課題 A
『サムシン・エルス』の紹介文を読み、次の問いに答えなさい。
(i) このアルバムは何年何月何日に録音されたか。
(ii) ピアノを担当したのは誰か。
(iii) このアルバムの録音は、『モーニン』のレコーディングの何ヵ月前か。
課題 B
位置指定データのすべての行を、一字一句変えずに書き写しなさい。画像は解答に含めないこと。

文書抜粋
<<<<

キャノンボール・アダレイ『サムシン・エルス』(1958)

CA

キャノンボール・アダレイ(as)
マイルス・デイヴィス(tp)
ハンク・ジョーンズ(p)
サム・ジョーンズ(b)
アート・ブレイキー(ds)

1958年3月9日録音

曲目:
1.枯葉
2.ラヴ・フォー・セール
3.サムシン・エルス
4.ワン・フォー・ダディー・オー
5.ダンシング・イン・ザ・ダーク

【アルバム紹介】
1.キャノンボール・アダレイ名義のアルバム、しかし実質的なリーダーは・・・
2.ジャズ史に残る大名演“枯葉”
3.アルバム・タイトルの意味は?

ドラムスのアート・ブレイキーは自身が率いるザ・ジャズメッセンジャーズの代表作『モーニン』をレコーディングする7ヵ月前、同じスタジオでザ・ジャズメッセンジャーズの面々とは全く違うメンバーといっしょにいました。アルト・サックスのキャノンボール・アダレイらとのセッションでした。その時のレコーディングはこの『サムシン・エルス』というアルバムになりました。

“チャーリー・パーカーの再来“とも呼ばれ、並みならぬアルト・サックスの才能を発揮したキャノンボール・アダレイ。ブルーノート・レーベルでの代表作が本作であり、トランペットにはマイルス・デイヴィスが参加していることでも有名な一作です。この頃、キャノンボールはマイルスのバンドのメンバーでもありました。

>>>>

[名前付き物体の位置指定データ]
<<<<

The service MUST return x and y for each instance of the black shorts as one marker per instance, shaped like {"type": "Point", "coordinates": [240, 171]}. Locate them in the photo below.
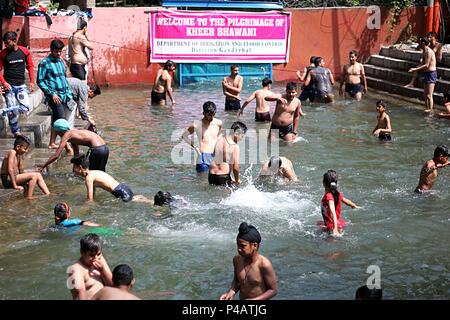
{"type": "Point", "coordinates": [58, 110]}
{"type": "Point", "coordinates": [78, 71]}
{"type": "Point", "coordinates": [262, 116]}
{"type": "Point", "coordinates": [232, 105]}
{"type": "Point", "coordinates": [157, 97]}
{"type": "Point", "coordinates": [98, 157]}
{"type": "Point", "coordinates": [220, 179]}
{"type": "Point", "coordinates": [123, 192]}
{"type": "Point", "coordinates": [307, 93]}
{"type": "Point", "coordinates": [7, 184]}
{"type": "Point", "coordinates": [282, 131]}
{"type": "Point", "coordinates": [353, 88]}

>>>>

模範解答 A
(i) 1958年3月9日
(ii) ハンク・ジョーンズ
(iii) 7ヵ月前

模範解答 B
The service MUST return x and y for each instance of the black shorts as one marker per instance, shaped like {"type": "Point", "coordinates": [240, 171]}. Locate them in the photo below.
{"type": "Point", "coordinates": [58, 110]}
{"type": "Point", "coordinates": [78, 71]}
{"type": "Point", "coordinates": [262, 116]}
{"type": "Point", "coordinates": [232, 105]}
{"type": "Point", "coordinates": [157, 97]}
{"type": "Point", "coordinates": [98, 157]}
{"type": "Point", "coordinates": [220, 179]}
{"type": "Point", "coordinates": [123, 192]}
{"type": "Point", "coordinates": [307, 93]}
{"type": "Point", "coordinates": [7, 184]}
{"type": "Point", "coordinates": [282, 131]}
{"type": "Point", "coordinates": [353, 88]}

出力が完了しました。